● **Given records**:
⁂
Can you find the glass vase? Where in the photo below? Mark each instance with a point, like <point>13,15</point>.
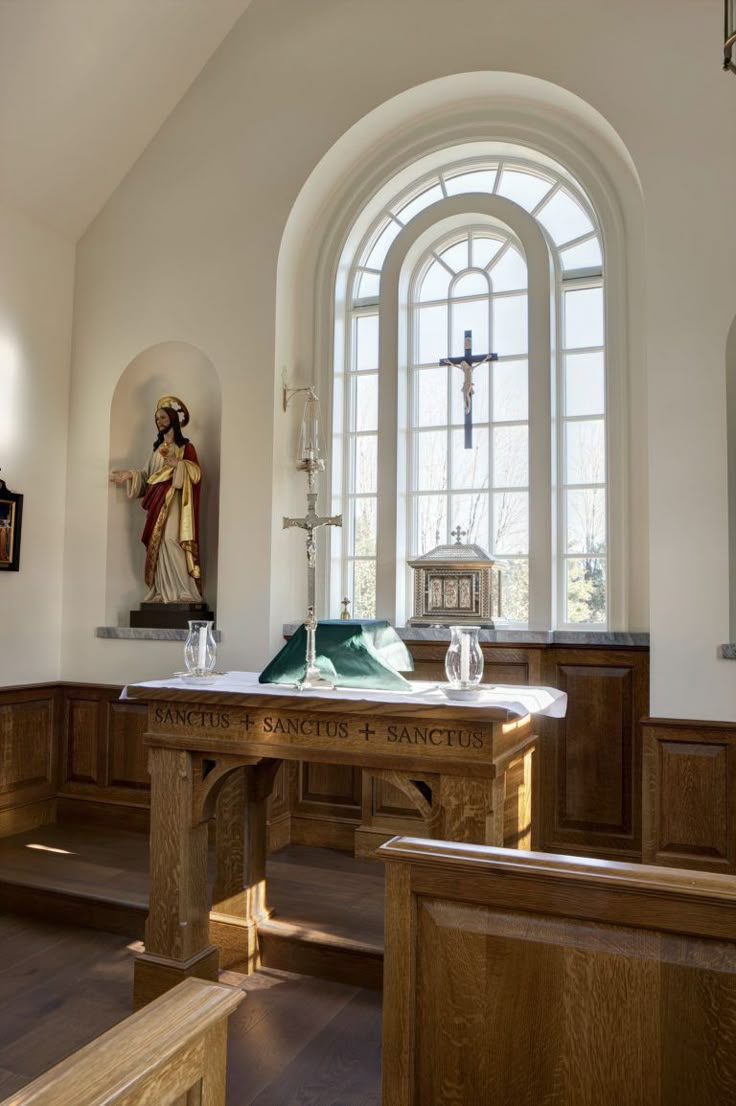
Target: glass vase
<point>199,649</point>
<point>464,659</point>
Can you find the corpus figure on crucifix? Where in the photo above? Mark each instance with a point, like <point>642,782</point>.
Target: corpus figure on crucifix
<point>468,363</point>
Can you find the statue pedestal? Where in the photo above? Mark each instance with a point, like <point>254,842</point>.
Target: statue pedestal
<point>169,615</point>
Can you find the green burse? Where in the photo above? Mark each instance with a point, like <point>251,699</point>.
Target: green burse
<point>352,654</point>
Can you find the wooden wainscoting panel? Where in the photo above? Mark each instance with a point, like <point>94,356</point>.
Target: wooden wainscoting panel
<point>27,762</point>
<point>84,739</point>
<point>501,664</point>
<point>29,758</point>
<point>590,762</point>
<point>127,764</point>
<point>690,794</point>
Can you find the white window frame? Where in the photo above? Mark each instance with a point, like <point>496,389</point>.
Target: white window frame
<point>392,594</point>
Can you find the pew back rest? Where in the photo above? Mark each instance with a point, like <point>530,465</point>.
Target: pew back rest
<point>169,1053</point>
<point>527,979</point>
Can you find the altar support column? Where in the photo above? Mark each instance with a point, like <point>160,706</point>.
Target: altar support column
<point>239,896</point>
<point>177,940</point>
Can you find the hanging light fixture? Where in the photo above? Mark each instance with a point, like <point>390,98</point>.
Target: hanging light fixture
<point>729,35</point>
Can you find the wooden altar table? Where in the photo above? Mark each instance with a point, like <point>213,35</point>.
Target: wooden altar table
<point>214,752</point>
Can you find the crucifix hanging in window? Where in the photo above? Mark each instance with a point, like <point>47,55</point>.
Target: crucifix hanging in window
<point>468,363</point>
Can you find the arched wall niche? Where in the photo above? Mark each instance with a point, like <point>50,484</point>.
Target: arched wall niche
<point>165,368</point>
<point>407,135</point>
<point>731,414</point>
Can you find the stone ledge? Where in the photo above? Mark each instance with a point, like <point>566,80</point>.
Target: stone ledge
<point>146,634</point>
<point>519,636</point>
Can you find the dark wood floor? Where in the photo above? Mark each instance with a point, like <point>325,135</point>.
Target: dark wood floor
<point>296,1041</point>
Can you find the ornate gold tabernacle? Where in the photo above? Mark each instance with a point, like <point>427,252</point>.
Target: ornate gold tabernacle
<point>453,585</point>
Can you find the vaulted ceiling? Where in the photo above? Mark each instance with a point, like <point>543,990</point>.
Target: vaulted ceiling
<point>84,86</point>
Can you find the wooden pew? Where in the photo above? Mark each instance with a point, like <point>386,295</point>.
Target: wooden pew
<point>521,979</point>
<point>170,1053</point>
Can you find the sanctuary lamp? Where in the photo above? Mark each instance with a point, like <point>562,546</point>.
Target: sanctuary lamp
<point>310,459</point>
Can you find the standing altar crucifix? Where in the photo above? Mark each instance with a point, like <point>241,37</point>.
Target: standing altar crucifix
<point>468,363</point>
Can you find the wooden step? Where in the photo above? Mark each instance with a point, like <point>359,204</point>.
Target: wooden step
<point>328,907</point>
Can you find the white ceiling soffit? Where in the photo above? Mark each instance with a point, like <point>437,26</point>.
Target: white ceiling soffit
<point>84,86</point>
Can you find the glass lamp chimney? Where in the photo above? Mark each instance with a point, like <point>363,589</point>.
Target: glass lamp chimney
<point>310,438</point>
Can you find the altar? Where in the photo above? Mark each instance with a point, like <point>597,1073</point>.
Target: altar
<point>214,753</point>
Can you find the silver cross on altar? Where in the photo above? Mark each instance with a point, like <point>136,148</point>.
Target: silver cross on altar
<point>468,363</point>
<point>311,522</point>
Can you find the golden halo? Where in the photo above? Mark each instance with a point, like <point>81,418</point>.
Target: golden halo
<point>176,405</point>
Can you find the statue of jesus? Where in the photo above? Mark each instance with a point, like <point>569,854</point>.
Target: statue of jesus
<point>169,491</point>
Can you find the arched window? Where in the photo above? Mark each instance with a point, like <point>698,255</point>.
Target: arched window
<point>508,247</point>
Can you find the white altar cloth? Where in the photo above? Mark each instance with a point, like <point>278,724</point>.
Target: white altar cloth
<point>518,699</point>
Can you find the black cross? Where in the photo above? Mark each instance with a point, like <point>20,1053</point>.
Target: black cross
<point>468,363</point>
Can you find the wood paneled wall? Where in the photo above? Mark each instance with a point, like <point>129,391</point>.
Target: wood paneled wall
<point>690,794</point>
<point>590,762</point>
<point>527,979</point>
<point>29,757</point>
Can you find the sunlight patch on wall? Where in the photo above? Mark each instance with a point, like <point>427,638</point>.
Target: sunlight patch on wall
<point>9,392</point>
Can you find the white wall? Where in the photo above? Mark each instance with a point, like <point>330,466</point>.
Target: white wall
<point>187,248</point>
<point>37,274</point>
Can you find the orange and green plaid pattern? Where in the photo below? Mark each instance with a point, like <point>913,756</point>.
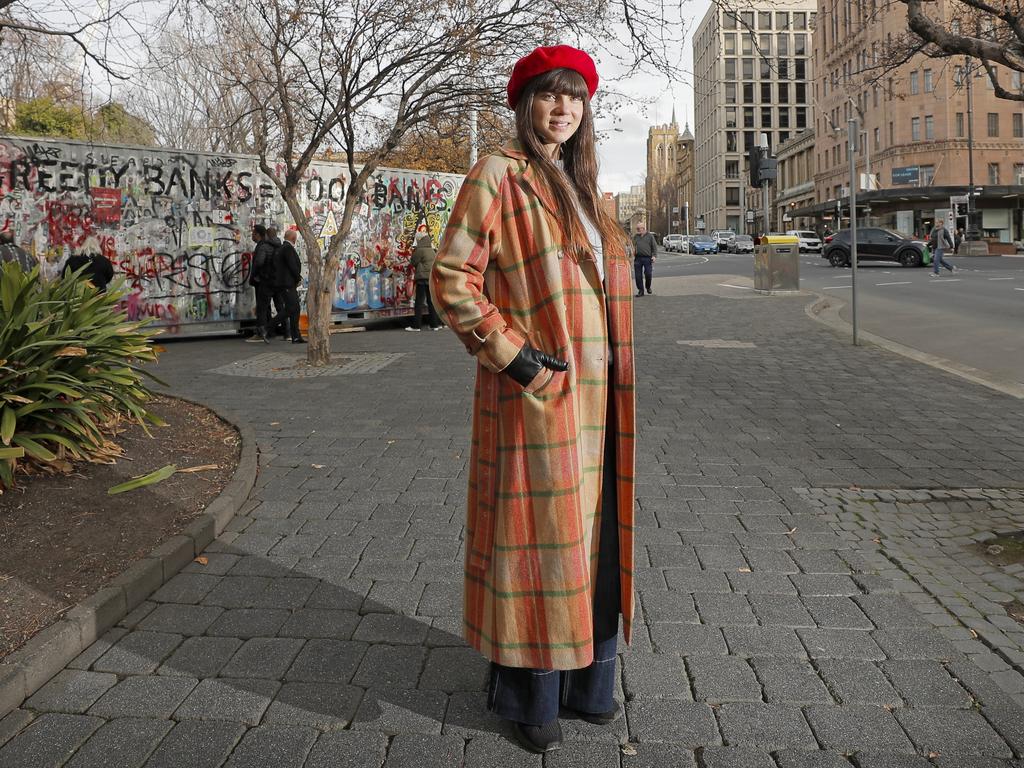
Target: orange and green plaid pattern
<point>502,280</point>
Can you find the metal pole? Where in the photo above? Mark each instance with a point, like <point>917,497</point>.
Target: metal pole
<point>852,134</point>
<point>472,137</point>
<point>969,73</point>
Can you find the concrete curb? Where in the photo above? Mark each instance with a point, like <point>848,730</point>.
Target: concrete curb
<point>28,669</point>
<point>825,309</point>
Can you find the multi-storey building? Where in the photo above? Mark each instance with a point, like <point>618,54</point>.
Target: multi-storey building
<point>630,203</point>
<point>913,123</point>
<point>660,189</point>
<point>753,75</point>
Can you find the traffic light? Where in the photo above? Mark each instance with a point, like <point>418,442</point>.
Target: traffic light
<point>754,157</point>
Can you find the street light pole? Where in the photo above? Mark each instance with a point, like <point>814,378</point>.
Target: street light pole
<point>852,135</point>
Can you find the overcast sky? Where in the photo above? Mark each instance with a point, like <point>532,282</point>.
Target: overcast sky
<point>624,151</point>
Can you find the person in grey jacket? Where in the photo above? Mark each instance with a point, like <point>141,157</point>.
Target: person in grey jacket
<point>423,261</point>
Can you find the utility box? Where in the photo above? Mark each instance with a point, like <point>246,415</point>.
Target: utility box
<point>776,264</point>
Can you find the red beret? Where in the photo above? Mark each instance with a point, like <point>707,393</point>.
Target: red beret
<point>551,57</point>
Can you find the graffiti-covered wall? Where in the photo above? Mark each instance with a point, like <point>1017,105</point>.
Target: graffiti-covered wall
<point>176,224</point>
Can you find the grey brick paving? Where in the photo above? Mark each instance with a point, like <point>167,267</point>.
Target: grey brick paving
<point>804,569</point>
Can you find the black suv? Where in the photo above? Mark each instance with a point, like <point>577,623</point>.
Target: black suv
<point>876,245</point>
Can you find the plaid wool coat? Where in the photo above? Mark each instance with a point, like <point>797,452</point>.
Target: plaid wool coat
<point>502,280</point>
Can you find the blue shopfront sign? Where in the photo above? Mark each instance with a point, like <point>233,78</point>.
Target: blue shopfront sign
<point>907,175</point>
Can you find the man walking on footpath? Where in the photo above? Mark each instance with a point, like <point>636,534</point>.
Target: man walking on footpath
<point>287,276</point>
<point>939,240</point>
<point>645,248</point>
<point>261,279</point>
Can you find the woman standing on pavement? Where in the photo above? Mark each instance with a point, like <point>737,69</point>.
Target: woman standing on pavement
<point>535,280</point>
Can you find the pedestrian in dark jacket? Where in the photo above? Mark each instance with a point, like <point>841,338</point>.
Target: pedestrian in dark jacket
<point>261,279</point>
<point>98,269</point>
<point>423,261</point>
<point>287,276</point>
<point>9,251</point>
<point>645,248</point>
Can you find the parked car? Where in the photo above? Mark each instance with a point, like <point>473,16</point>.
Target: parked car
<point>673,243</point>
<point>702,244</point>
<point>722,237</point>
<point>741,244</point>
<point>875,244</point>
<point>809,241</point>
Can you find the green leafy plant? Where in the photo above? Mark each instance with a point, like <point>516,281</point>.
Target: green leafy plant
<point>69,372</point>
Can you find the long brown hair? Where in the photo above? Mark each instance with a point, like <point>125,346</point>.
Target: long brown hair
<point>579,160</point>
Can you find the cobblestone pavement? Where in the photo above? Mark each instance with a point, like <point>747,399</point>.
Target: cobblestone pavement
<point>324,628</point>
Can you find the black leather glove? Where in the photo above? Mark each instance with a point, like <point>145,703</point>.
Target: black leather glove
<point>525,366</point>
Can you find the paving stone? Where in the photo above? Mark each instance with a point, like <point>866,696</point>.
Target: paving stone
<point>137,653</point>
<point>349,750</point>
<point>400,711</point>
<point>226,698</point>
<point>455,670</point>
<point>734,757</point>
<point>197,744</point>
<point>765,725</point>
<point>840,644</point>
<point>183,620</point>
<point>926,684</point>
<point>48,741</point>
<point>425,751</point>
<point>143,696</point>
<point>247,623</point>
<point>278,745</point>
<point>854,727</point>
<point>763,641</point>
<point>686,723</point>
<point>654,676</point>
<point>657,755</point>
<point>266,657</point>
<point>201,656</point>
<point>71,691</point>
<point>121,743</point>
<point>718,679</point>
<point>688,639</point>
<point>952,732</point>
<point>489,752</point>
<point>791,681</point>
<point>322,706</point>
<point>390,667</point>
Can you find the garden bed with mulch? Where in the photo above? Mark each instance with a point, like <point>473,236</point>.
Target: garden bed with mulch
<point>62,537</point>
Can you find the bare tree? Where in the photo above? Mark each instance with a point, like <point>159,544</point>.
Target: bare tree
<point>360,75</point>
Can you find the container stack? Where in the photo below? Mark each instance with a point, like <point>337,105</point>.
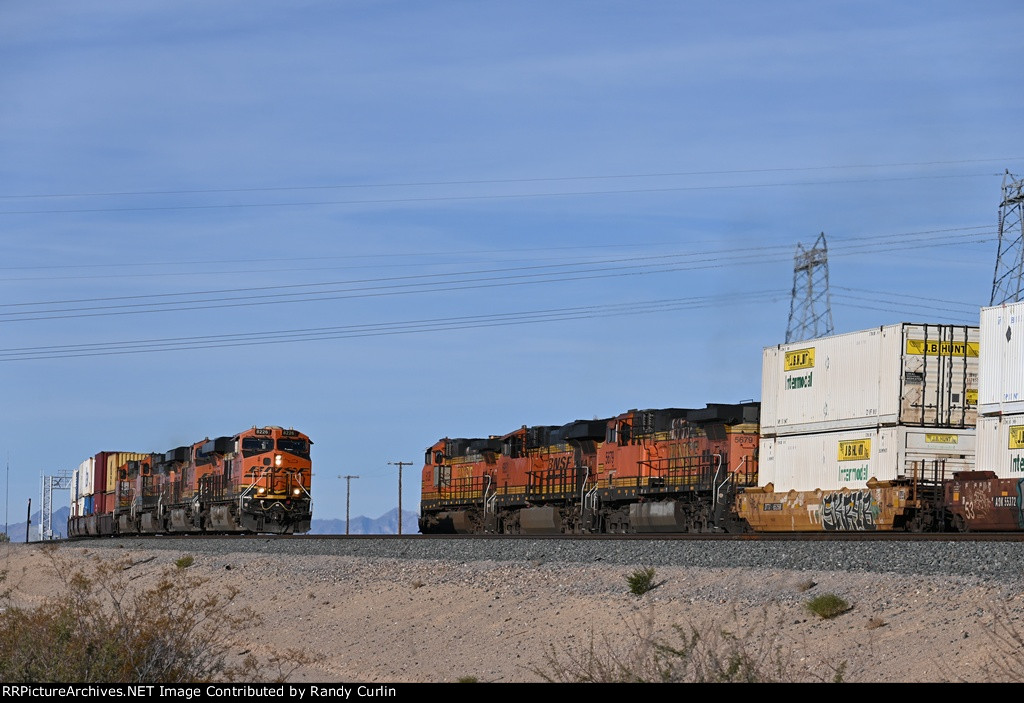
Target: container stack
<point>1000,406</point>
<point>880,404</point>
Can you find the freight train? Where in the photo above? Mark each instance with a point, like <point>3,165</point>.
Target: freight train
<point>255,481</point>
<point>869,431</point>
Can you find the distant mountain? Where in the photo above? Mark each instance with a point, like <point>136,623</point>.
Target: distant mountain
<point>385,524</point>
<point>15,530</point>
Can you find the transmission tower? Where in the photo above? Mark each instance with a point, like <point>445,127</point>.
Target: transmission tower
<point>810,305</point>
<point>61,481</point>
<point>1010,261</point>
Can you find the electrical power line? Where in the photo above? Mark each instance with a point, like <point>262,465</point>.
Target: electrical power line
<point>449,281</point>
<point>493,181</point>
<point>492,196</point>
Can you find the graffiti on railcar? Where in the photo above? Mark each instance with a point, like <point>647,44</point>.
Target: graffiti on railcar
<point>977,501</point>
<point>853,512</point>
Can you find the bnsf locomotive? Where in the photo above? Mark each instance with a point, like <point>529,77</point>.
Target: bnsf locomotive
<point>905,427</point>
<point>644,471</point>
<point>255,481</point>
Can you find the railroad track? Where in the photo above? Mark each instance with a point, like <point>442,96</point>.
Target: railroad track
<point>704,536</point>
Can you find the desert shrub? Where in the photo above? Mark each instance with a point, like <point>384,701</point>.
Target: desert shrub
<point>641,580</point>
<point>99,629</point>
<point>693,654</point>
<point>827,606</point>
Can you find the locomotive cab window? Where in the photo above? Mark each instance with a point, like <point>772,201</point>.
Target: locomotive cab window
<point>299,447</point>
<point>256,445</point>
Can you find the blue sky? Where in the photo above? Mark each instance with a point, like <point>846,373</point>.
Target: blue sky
<point>387,222</point>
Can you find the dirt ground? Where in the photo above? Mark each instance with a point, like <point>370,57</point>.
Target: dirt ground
<point>426,621</point>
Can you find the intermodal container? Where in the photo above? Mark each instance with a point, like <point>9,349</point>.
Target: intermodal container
<point>1000,375</point>
<point>1000,445</point>
<point>829,460</point>
<point>85,476</point>
<point>905,374</point>
<point>116,459</point>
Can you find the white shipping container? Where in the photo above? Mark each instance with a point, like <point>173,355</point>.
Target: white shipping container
<point>1000,369</point>
<point>830,460</point>
<point>1000,445</point>
<point>913,375</point>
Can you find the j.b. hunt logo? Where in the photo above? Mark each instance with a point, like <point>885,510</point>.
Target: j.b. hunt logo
<point>799,359</point>
<point>1016,437</point>
<point>854,450</point>
<point>929,348</point>
<point>802,381</point>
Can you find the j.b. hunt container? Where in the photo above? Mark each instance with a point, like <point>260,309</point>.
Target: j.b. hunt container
<point>1000,445</point>
<point>1001,362</point>
<point>852,458</point>
<point>915,375</point>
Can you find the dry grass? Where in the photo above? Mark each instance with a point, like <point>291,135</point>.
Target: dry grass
<point>693,654</point>
<point>100,628</point>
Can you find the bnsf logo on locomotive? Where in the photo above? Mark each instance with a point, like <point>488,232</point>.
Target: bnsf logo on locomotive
<point>799,358</point>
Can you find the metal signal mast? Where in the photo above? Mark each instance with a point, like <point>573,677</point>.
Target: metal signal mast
<point>61,481</point>
<point>1010,260</point>
<point>810,305</point>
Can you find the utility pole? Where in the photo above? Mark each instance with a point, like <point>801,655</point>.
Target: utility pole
<point>1009,277</point>
<point>810,304</point>
<point>399,465</point>
<point>348,484</point>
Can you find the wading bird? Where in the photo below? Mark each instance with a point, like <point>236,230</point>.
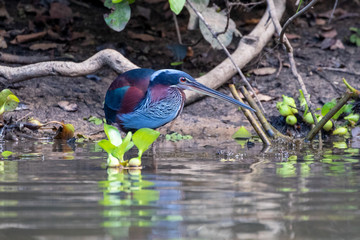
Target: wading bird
<point>144,98</point>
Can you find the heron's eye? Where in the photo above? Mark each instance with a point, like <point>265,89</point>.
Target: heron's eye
<point>182,80</point>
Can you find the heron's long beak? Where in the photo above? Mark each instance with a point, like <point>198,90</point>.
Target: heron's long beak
<point>198,87</point>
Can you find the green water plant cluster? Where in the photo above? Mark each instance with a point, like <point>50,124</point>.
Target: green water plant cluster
<point>344,118</point>
<point>116,147</point>
<point>288,109</point>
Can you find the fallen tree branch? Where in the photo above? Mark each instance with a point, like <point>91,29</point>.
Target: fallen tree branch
<point>108,57</point>
<point>248,48</point>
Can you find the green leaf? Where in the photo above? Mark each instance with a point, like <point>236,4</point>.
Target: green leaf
<point>6,154</point>
<point>218,22</point>
<point>125,146</point>
<point>328,106</point>
<point>113,134</point>
<point>106,145</point>
<point>177,5</point>
<point>112,161</point>
<point>8,101</point>
<point>242,133</point>
<point>143,138</point>
<point>200,5</point>
<point>303,103</point>
<point>353,38</point>
<point>65,132</point>
<point>3,95</point>
<point>119,16</point>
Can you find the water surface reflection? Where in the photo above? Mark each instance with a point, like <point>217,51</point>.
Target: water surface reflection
<point>50,191</point>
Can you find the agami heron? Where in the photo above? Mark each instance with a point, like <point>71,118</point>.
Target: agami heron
<point>144,98</point>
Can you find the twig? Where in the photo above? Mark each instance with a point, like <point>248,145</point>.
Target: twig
<point>292,18</point>
<point>250,117</point>
<point>280,65</point>
<point>226,51</point>
<point>11,58</point>
<point>266,125</point>
<point>246,5</point>
<point>228,10</point>
<point>177,29</point>
<point>332,12</point>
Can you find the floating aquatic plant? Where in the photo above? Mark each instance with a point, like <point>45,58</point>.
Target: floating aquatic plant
<point>116,147</point>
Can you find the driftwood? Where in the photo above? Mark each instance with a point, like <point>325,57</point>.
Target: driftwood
<point>248,48</point>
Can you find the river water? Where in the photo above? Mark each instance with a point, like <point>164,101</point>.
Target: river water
<point>185,191</point>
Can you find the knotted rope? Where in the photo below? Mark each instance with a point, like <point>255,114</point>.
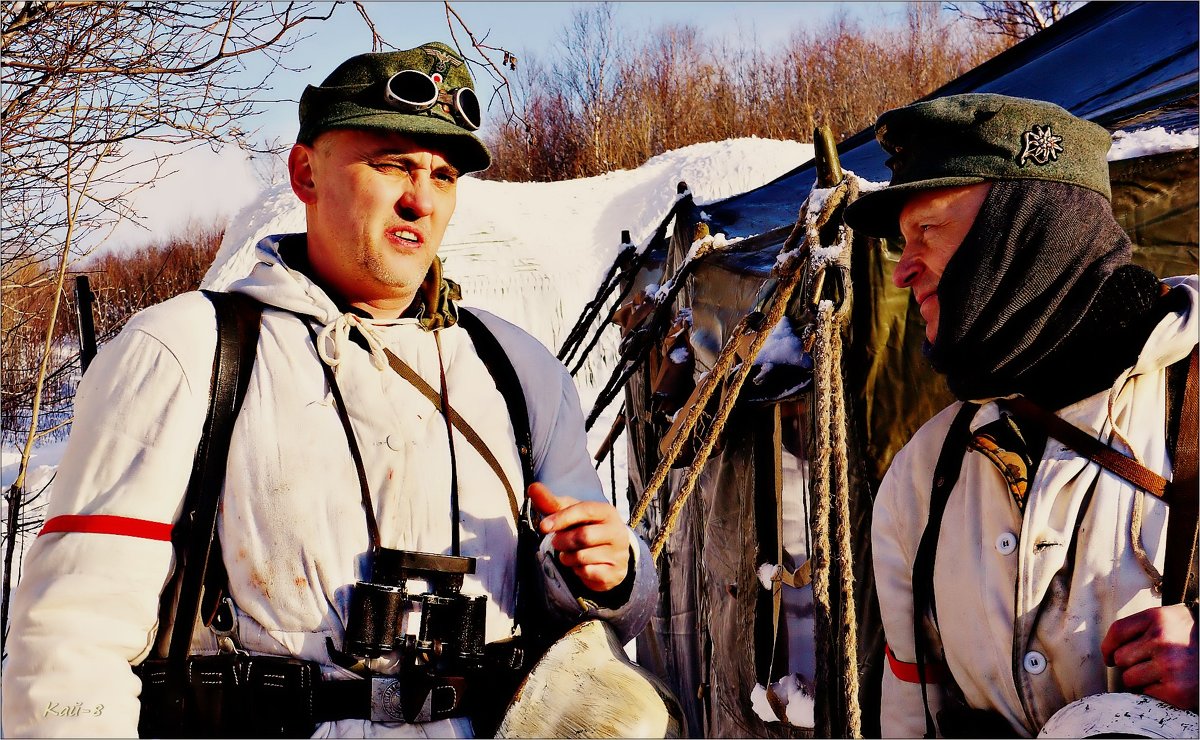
⁂
Count the lines in the material above that contain the string "beak" and reply with only that number.

● **Exercise output**: 2